▸ DIRECTIONS FOR THIS TASK
In the sailing lesson account, through what event was the "Introduction to Sailing" course offered?

[EXTRACTED TEXT]

Sailing Lesson #1

I have had many instructional experiences in my life, most of them inspiring fear and phobias. However, it was with unbridled enthusiasm that I approached an “Introduction to Sailing” course offered through the Miami Boat show. We met our motley co-sufferers at the dock, and our instructor got us settled on the boat. He immediately informs us that he was a flight instructor. Oh dear, this is going downhill fast. I hate pilots. They are socially defective imbeciles who have no conversation topics other than “war stories” of “that time” the low oil pressure gauge came on. (It was a faulty sensor, but you'd think they'd survived the Titanic sinking). Now I know you are saying, “Lucy, please help us! These pilot people sound like the worst. How can we identify them before they suck us into their vortex of poppycock?” I am here to help. These deranged lunatics always, and without pause, introduce themselves. You can see them at the Publix check out line: I'll be paying by credit card, Im using my AOPA card - see that? I’m A Pilot!

Here’s the dreadful truth: My name is Lucy, and I’m a pilot (yeah, Matt is too). Excuse me while I wipe away my tears of sorrow.

[/EXTRACTED TEXT]
[DATA EXCERPTS]

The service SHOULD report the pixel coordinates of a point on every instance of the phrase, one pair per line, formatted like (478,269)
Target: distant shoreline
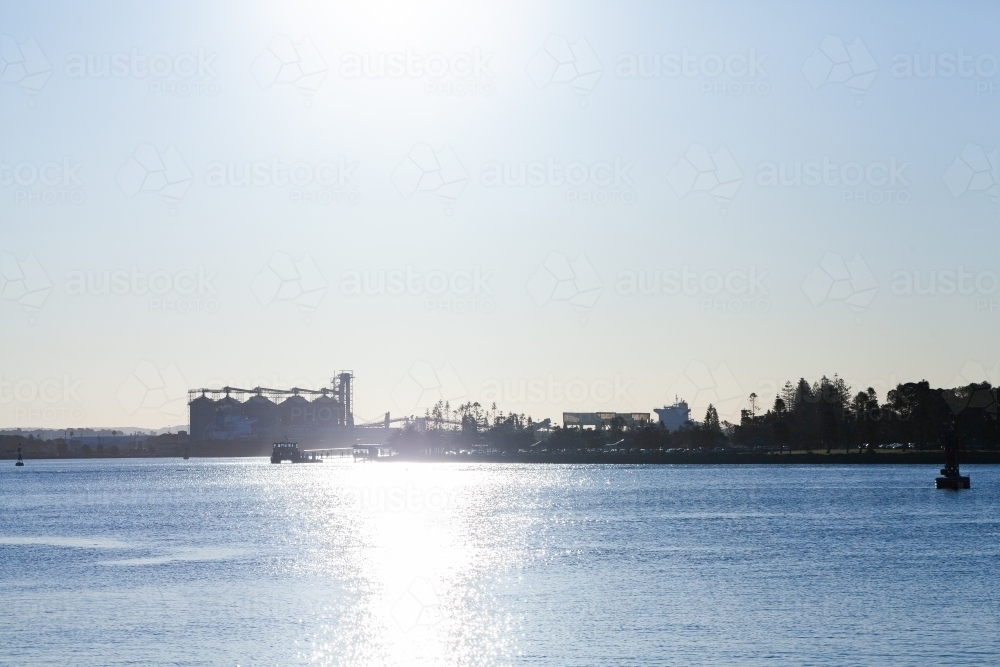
(652,458)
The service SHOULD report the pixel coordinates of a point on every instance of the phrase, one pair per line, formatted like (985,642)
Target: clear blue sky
(716,198)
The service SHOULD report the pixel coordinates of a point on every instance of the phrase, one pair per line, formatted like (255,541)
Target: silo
(263,412)
(202,417)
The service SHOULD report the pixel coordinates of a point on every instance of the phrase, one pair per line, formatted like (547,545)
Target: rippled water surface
(239,562)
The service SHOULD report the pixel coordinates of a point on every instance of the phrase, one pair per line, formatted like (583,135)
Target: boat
(289,451)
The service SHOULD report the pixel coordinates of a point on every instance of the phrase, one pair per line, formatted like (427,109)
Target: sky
(562,206)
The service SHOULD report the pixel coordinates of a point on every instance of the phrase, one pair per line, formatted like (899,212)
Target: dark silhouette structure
(951,478)
(233,413)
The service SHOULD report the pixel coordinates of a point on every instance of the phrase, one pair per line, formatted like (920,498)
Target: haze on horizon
(575,206)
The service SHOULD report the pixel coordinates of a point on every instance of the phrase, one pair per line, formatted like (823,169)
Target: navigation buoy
(951,478)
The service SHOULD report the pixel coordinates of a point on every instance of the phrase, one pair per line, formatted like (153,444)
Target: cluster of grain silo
(232,413)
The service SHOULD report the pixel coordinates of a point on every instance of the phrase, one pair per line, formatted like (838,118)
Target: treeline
(823,415)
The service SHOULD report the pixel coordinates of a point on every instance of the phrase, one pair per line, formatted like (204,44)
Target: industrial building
(311,415)
(672,417)
(600,420)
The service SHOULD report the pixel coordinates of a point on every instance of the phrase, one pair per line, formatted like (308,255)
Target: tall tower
(346,397)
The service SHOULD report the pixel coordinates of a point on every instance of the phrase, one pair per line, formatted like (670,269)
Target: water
(238,562)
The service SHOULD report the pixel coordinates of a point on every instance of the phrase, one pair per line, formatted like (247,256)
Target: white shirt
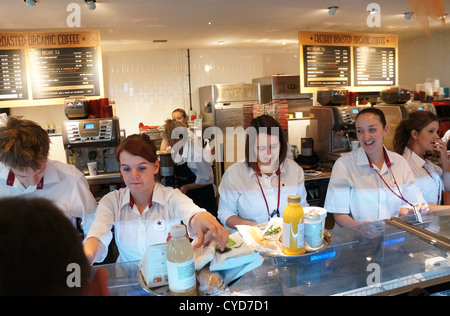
(134,232)
(428,177)
(241,195)
(193,156)
(63,184)
(357,190)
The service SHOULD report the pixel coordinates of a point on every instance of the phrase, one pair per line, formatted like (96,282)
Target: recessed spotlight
(332,10)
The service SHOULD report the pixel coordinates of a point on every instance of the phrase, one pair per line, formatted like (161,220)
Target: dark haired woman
(143,212)
(371,183)
(255,190)
(416,136)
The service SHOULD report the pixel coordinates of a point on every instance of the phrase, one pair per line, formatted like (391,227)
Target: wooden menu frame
(32,44)
(352,44)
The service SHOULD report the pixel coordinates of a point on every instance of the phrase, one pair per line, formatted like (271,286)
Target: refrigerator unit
(285,88)
(222,107)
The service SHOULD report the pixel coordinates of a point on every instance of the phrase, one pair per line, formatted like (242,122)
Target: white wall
(147,85)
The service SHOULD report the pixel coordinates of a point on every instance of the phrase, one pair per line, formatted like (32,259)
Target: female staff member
(144,211)
(255,190)
(371,183)
(193,175)
(413,138)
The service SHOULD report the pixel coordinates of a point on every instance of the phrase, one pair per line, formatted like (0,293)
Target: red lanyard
(388,164)
(277,211)
(439,183)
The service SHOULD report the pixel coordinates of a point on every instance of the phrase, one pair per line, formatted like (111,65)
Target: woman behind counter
(255,190)
(143,212)
(193,175)
(371,183)
(416,136)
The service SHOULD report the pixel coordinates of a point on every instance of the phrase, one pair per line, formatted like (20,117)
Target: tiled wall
(147,85)
(425,57)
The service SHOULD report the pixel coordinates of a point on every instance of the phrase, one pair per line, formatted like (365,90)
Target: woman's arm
(93,249)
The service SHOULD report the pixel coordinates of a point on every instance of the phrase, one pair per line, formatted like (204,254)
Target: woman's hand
(202,222)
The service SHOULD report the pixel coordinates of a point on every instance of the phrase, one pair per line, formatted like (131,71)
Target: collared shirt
(193,156)
(427,175)
(134,232)
(357,190)
(63,184)
(241,195)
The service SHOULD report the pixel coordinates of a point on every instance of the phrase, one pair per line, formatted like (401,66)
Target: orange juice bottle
(293,227)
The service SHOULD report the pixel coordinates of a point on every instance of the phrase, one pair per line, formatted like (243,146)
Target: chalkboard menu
(64,72)
(13,76)
(327,66)
(374,66)
(358,62)
(43,68)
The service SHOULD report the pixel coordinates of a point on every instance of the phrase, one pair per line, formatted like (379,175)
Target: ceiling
(135,24)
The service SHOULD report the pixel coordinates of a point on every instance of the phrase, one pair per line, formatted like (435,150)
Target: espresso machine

[/DATA EXCERPTS]

▸ YOUR RESPONSE
The course was offered through the Miami Boat show.